• [MATERIAL]
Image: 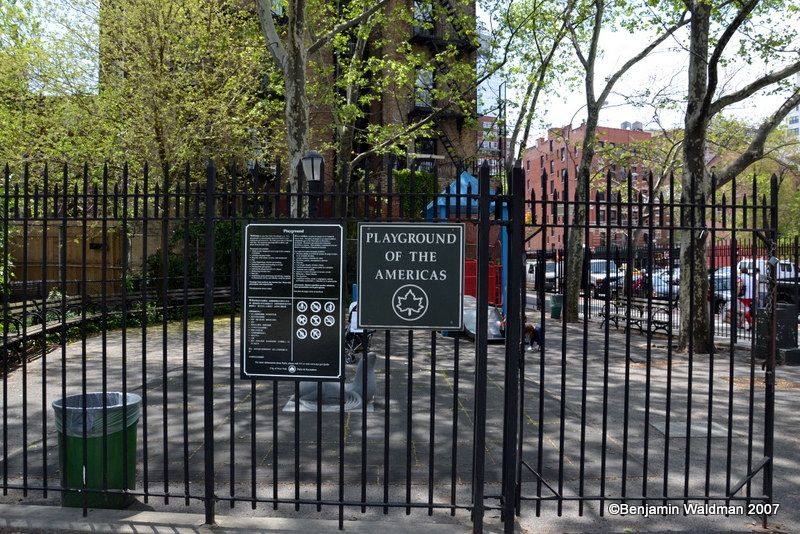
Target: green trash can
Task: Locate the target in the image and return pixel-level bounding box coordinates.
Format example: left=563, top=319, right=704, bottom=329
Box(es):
left=53, top=392, right=142, bottom=508
left=550, top=295, right=564, bottom=319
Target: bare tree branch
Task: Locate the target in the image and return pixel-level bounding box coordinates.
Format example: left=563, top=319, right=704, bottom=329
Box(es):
left=597, top=12, right=691, bottom=107
left=308, top=0, right=389, bottom=54
left=256, top=0, right=288, bottom=72
left=708, top=61, right=800, bottom=118
left=717, top=89, right=800, bottom=186
left=702, top=0, right=758, bottom=116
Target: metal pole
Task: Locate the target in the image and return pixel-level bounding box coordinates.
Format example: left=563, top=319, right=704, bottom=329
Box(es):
left=467, top=162, right=491, bottom=534
left=203, top=161, right=217, bottom=525
left=763, top=174, right=778, bottom=528
left=503, top=165, right=525, bottom=534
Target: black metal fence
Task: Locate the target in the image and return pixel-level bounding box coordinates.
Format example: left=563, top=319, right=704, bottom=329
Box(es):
left=517, top=168, right=784, bottom=524
left=2, top=161, right=797, bottom=531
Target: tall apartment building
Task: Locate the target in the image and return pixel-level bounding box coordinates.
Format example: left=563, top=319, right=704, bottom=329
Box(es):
left=475, top=115, right=508, bottom=176
left=380, top=0, right=478, bottom=181
left=523, top=122, right=652, bottom=251
left=100, top=0, right=478, bottom=183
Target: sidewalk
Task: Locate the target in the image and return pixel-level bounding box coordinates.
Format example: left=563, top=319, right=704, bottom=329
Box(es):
left=0, top=504, right=482, bottom=534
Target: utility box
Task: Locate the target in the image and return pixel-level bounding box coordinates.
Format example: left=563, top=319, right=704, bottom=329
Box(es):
left=755, top=304, right=800, bottom=365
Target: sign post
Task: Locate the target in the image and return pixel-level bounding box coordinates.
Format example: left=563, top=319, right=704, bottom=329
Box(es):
left=241, top=223, right=345, bottom=380
left=358, top=223, right=464, bottom=330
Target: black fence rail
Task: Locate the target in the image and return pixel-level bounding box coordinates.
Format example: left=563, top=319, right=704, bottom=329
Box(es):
left=0, top=158, right=798, bottom=531
left=517, top=169, right=780, bottom=524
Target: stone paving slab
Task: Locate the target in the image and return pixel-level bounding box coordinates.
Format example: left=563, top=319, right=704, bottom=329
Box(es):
left=2, top=312, right=800, bottom=531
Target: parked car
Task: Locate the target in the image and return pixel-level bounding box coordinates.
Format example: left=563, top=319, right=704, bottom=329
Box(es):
left=652, top=270, right=681, bottom=300
left=583, top=260, right=623, bottom=297
left=527, top=261, right=557, bottom=291
left=736, top=258, right=797, bottom=280
left=708, top=267, right=731, bottom=314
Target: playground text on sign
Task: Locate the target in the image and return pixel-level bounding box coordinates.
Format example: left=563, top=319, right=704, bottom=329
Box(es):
left=358, top=223, right=464, bottom=330
left=241, top=223, right=344, bottom=380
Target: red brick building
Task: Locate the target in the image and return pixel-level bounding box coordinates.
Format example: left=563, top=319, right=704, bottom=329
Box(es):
left=523, top=122, right=652, bottom=250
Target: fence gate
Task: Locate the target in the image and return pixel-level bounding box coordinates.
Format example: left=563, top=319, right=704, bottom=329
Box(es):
left=502, top=168, right=780, bottom=532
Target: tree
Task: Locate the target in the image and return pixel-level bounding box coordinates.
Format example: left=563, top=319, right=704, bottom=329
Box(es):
left=564, top=0, right=688, bottom=322
left=256, top=0, right=388, bottom=217
left=0, top=0, right=281, bottom=170
left=500, top=0, right=576, bottom=173
left=678, top=0, right=800, bottom=353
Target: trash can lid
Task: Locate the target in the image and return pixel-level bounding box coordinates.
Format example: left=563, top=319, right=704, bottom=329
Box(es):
left=53, top=391, right=142, bottom=412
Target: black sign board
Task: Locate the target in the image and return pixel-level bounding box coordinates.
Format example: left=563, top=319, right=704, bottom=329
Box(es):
left=358, top=223, right=464, bottom=330
left=241, top=223, right=344, bottom=380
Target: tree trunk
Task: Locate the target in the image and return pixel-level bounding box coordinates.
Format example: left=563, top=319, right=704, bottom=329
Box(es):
left=564, top=106, right=600, bottom=323
left=284, top=0, right=310, bottom=217
left=336, top=126, right=355, bottom=217
left=678, top=2, right=712, bottom=354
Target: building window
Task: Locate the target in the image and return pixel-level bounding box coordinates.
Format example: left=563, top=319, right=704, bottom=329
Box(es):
left=414, top=69, right=433, bottom=108
left=414, top=0, right=433, bottom=34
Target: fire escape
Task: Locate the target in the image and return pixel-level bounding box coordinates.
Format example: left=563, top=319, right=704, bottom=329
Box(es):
left=409, top=0, right=477, bottom=169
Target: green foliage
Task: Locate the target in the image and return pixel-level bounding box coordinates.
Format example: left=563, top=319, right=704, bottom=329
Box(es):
left=392, top=169, right=438, bottom=218
left=0, top=0, right=282, bottom=165
left=139, top=221, right=242, bottom=290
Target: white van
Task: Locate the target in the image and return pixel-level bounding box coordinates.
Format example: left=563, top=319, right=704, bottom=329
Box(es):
left=736, top=258, right=797, bottom=280
left=525, top=260, right=556, bottom=291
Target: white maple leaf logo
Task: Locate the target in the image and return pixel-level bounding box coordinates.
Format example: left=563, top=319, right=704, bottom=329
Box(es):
left=397, top=289, right=424, bottom=317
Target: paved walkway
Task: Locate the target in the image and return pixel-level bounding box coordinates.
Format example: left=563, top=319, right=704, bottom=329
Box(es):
left=0, top=312, right=800, bottom=532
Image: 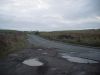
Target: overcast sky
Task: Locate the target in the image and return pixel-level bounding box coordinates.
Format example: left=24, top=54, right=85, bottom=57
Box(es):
left=0, top=0, right=100, bottom=31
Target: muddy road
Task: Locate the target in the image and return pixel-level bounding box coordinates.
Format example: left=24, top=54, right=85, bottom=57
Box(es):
left=28, top=35, right=100, bottom=61
left=0, top=35, right=100, bottom=75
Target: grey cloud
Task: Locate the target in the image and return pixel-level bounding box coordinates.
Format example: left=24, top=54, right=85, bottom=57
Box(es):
left=0, top=0, right=100, bottom=31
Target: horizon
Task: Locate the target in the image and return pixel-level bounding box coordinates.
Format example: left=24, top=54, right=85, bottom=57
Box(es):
left=0, top=0, right=100, bottom=31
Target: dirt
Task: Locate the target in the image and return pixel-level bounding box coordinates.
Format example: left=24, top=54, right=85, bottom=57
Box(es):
left=0, top=48, right=100, bottom=75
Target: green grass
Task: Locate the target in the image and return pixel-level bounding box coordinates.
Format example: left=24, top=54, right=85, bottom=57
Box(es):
left=39, top=29, right=100, bottom=47
left=0, top=30, right=27, bottom=57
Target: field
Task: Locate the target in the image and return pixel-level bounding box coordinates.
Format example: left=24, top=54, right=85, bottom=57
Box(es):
left=0, top=30, right=26, bottom=57
left=38, top=29, right=100, bottom=47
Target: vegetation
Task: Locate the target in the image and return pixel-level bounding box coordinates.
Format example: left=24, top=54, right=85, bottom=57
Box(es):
left=40, top=29, right=100, bottom=47
left=0, top=30, right=26, bottom=57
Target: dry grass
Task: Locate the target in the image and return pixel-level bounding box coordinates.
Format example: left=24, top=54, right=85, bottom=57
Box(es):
left=0, top=30, right=26, bottom=57
left=40, top=29, right=100, bottom=47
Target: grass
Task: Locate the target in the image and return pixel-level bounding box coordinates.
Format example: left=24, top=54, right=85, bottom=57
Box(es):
left=39, top=29, right=100, bottom=47
left=0, top=30, right=27, bottom=57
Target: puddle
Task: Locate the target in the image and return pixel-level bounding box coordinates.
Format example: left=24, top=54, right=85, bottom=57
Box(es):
left=38, top=49, right=43, bottom=51
left=61, top=53, right=99, bottom=63
left=42, top=53, right=48, bottom=55
left=22, top=58, right=43, bottom=66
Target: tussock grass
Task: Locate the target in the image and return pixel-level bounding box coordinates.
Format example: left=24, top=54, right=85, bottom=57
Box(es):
left=0, top=30, right=27, bottom=57
left=40, top=29, right=100, bottom=47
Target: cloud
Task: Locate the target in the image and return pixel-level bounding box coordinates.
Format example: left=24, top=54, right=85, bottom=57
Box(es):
left=0, top=0, right=100, bottom=31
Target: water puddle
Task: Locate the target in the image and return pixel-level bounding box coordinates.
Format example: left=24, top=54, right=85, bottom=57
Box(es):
left=22, top=58, right=43, bottom=66
left=38, top=49, right=43, bottom=51
left=61, top=53, right=99, bottom=63
left=42, top=52, right=48, bottom=55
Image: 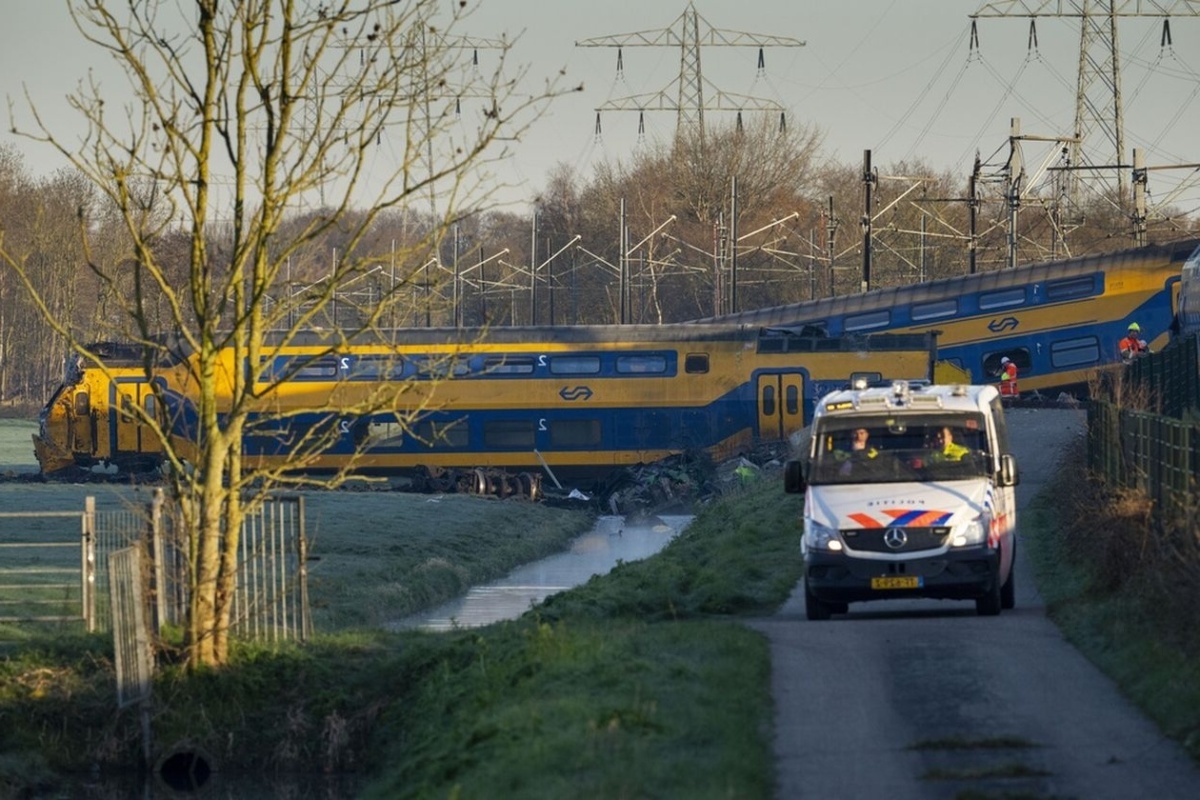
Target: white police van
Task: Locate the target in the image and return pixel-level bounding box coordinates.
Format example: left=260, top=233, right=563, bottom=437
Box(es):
left=784, top=381, right=1018, bottom=620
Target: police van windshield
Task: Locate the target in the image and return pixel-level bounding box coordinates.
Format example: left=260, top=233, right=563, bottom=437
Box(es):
left=809, top=414, right=991, bottom=485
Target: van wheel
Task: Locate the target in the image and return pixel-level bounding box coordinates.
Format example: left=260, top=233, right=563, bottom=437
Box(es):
left=1000, top=559, right=1016, bottom=610
left=976, top=571, right=1004, bottom=616
left=804, top=583, right=833, bottom=621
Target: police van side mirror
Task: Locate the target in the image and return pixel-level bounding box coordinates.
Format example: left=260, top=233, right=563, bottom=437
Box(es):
left=784, top=461, right=806, bottom=494
left=1000, top=453, right=1021, bottom=486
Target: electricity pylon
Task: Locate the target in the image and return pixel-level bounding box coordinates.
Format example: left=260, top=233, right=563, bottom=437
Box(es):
left=971, top=0, right=1200, bottom=207
left=575, top=2, right=804, bottom=138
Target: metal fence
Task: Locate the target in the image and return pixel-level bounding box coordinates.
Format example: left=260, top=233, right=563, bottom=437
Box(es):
left=0, top=489, right=312, bottom=642
left=0, top=498, right=96, bottom=631
left=1087, top=401, right=1200, bottom=528
left=1126, top=333, right=1200, bottom=420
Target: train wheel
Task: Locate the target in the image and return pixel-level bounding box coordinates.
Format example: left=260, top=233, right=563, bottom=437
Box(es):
left=517, top=473, right=541, bottom=500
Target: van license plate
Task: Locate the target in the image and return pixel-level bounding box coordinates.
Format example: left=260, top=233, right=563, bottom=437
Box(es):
left=871, top=575, right=920, bottom=589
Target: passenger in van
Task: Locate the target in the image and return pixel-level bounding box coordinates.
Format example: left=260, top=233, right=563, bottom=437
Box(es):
left=930, top=427, right=971, bottom=461
left=850, top=428, right=880, bottom=458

• [TASK INSTRUCTIONS] Update the listing from the line with "Target: playground text on sign" to the line with "left=53, top=391, right=142, bottom=412", replacing "trash can lid" with "garbage can lid" and leaving everything else unchanged.

• [EXERCISE OUTPUT]
Target: playground text on sign
Task: Locate the target in the image and return pixel-level bounding box coordinates.
Format example: left=563, top=319, right=704, bottom=329
Box(es):
left=358, top=223, right=464, bottom=330
left=241, top=223, right=344, bottom=380
Target: red brick building
Task: Locate the target in the image and return pixel-level bounding box coordinates.
Format example: left=563, top=319, right=704, bottom=329
Box(es):
left=523, top=122, right=652, bottom=250
Target: fence gate
Task: Locate the target in the image and return pixel-level bounding box coordinates.
Format example: left=563, top=319, right=704, bottom=329
Box(es):
left=502, top=168, right=780, bottom=532
Target: tree
Task: Locate the target in the image and return pixel-level bounding box coordinates.
Format example: left=563, top=319, right=704, bottom=329
Box(es):
left=564, top=0, right=688, bottom=322
left=256, top=0, right=388, bottom=217
left=0, top=0, right=281, bottom=170
left=500, top=0, right=576, bottom=173
left=678, top=0, right=800, bottom=353
Target: garbage can lid
Task: Locate the target in the image and return pixel-level bounding box coordinates.
Format example: left=563, top=319, right=704, bottom=329
Box(es):
left=53, top=391, right=142, bottom=412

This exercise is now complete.